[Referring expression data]
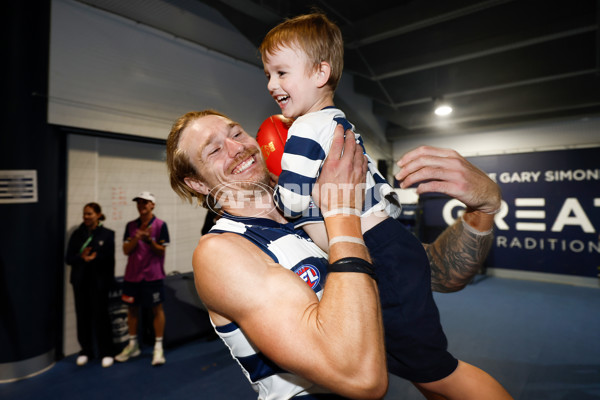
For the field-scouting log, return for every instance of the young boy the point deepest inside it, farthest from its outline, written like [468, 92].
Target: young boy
[303, 61]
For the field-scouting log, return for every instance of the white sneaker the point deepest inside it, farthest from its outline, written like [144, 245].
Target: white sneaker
[82, 360]
[107, 362]
[158, 357]
[128, 352]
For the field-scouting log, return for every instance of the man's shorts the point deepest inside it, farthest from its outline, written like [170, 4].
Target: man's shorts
[416, 345]
[144, 293]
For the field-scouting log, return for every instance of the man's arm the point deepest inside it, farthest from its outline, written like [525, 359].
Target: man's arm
[458, 253]
[336, 343]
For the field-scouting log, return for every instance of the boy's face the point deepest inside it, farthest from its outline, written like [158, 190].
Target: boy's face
[293, 82]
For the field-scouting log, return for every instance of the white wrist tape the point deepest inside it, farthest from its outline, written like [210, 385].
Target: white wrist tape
[341, 211]
[475, 231]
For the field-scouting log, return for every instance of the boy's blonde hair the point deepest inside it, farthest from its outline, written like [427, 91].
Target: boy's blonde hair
[314, 34]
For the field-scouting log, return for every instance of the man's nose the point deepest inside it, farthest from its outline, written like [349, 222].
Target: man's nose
[233, 147]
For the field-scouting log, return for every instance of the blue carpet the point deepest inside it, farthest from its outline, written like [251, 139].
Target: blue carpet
[540, 340]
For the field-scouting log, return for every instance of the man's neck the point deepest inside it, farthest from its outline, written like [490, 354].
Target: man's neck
[145, 218]
[262, 207]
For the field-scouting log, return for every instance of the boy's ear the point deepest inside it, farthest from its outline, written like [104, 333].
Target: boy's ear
[196, 185]
[323, 73]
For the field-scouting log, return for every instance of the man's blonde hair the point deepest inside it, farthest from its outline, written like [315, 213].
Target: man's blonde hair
[314, 34]
[179, 163]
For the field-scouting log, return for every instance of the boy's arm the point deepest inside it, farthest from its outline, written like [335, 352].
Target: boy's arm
[301, 162]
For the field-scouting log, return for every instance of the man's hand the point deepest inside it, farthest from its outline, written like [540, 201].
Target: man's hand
[445, 171]
[341, 182]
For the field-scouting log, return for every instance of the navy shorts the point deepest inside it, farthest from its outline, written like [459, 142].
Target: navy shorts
[144, 293]
[416, 345]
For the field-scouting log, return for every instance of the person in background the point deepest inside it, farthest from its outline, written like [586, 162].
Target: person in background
[144, 243]
[91, 254]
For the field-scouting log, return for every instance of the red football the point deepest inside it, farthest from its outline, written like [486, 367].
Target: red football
[271, 138]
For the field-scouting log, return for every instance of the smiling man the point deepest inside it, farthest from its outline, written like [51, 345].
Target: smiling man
[300, 322]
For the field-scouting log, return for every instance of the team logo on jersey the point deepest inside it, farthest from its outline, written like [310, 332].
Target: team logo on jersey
[309, 274]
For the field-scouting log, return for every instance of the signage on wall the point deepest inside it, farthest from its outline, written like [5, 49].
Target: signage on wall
[550, 216]
[18, 186]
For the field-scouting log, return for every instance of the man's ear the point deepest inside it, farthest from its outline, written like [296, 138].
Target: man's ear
[323, 73]
[196, 185]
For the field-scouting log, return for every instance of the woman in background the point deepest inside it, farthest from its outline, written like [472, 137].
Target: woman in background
[91, 254]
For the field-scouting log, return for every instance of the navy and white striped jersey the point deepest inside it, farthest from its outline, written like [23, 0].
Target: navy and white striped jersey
[308, 143]
[293, 250]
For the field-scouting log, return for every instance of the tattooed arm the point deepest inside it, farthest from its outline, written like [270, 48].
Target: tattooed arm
[458, 253]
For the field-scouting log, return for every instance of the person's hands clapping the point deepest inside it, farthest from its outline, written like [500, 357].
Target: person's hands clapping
[445, 171]
[341, 182]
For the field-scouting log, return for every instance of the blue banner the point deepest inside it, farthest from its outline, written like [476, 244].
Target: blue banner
[550, 216]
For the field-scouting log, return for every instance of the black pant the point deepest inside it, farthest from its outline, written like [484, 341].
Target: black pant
[93, 321]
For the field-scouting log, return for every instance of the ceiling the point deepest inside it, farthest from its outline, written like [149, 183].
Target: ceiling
[499, 63]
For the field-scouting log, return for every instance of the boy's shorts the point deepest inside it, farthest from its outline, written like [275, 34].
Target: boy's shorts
[144, 293]
[416, 345]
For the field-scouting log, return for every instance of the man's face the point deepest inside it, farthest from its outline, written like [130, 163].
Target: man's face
[223, 154]
[145, 207]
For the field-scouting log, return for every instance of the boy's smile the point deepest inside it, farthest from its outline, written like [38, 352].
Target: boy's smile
[294, 83]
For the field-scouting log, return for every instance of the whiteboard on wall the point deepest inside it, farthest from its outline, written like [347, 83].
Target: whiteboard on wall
[111, 172]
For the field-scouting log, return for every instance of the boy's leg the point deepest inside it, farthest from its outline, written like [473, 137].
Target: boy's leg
[467, 382]
[415, 342]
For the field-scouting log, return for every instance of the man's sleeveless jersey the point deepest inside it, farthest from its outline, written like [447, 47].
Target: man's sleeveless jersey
[295, 251]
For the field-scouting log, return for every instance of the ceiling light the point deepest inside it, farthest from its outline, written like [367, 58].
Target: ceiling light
[442, 109]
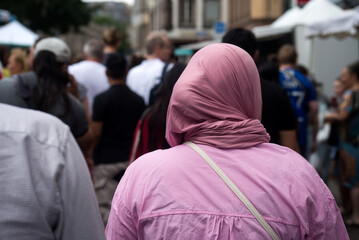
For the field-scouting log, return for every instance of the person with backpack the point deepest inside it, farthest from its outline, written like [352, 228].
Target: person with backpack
[144, 77]
[301, 93]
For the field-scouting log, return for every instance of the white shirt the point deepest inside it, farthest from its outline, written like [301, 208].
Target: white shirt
[92, 75]
[142, 78]
[46, 190]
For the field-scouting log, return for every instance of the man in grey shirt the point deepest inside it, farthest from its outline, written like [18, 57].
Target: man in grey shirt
[45, 191]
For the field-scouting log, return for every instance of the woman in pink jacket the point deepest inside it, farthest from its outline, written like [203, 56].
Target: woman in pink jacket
[175, 194]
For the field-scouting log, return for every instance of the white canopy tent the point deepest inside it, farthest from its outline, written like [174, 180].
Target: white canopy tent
[340, 25]
[14, 33]
[335, 45]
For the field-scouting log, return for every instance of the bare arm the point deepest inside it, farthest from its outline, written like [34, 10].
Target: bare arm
[313, 119]
[97, 131]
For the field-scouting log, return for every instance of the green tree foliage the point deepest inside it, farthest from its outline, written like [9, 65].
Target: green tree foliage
[49, 16]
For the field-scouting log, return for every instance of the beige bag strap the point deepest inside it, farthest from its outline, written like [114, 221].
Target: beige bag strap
[235, 189]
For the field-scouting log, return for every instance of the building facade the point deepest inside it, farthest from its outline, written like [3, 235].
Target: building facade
[188, 21]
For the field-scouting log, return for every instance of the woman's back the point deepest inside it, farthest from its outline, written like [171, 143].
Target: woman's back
[179, 196]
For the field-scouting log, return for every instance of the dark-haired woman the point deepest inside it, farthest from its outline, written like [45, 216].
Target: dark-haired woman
[348, 117]
[46, 89]
[150, 130]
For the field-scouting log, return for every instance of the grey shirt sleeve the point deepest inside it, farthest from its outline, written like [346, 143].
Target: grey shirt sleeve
[80, 216]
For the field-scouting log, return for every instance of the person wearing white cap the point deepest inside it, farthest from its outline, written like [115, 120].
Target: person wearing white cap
[44, 88]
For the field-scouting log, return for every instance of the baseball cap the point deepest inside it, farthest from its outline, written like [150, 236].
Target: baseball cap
[56, 46]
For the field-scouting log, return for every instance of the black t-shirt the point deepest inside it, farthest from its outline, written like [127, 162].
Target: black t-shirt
[119, 109]
[277, 114]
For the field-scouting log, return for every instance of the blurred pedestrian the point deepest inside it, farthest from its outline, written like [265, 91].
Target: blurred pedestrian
[17, 62]
[150, 130]
[301, 94]
[277, 115]
[45, 89]
[46, 190]
[214, 113]
[115, 115]
[142, 78]
[111, 40]
[90, 72]
[348, 116]
[4, 57]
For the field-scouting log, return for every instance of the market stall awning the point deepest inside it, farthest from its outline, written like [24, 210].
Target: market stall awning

■ WHAT YOU ARE ASKED TO DO
Which lines in the records above contain the string "awning"? Copy each one.

■ SOLUTION TO THIS EXERCISE
For the field-scouting log, return for every instance of the market stall awning the point deepest inside it, farthest from its outline, written like [24, 210].
Target: market stall awning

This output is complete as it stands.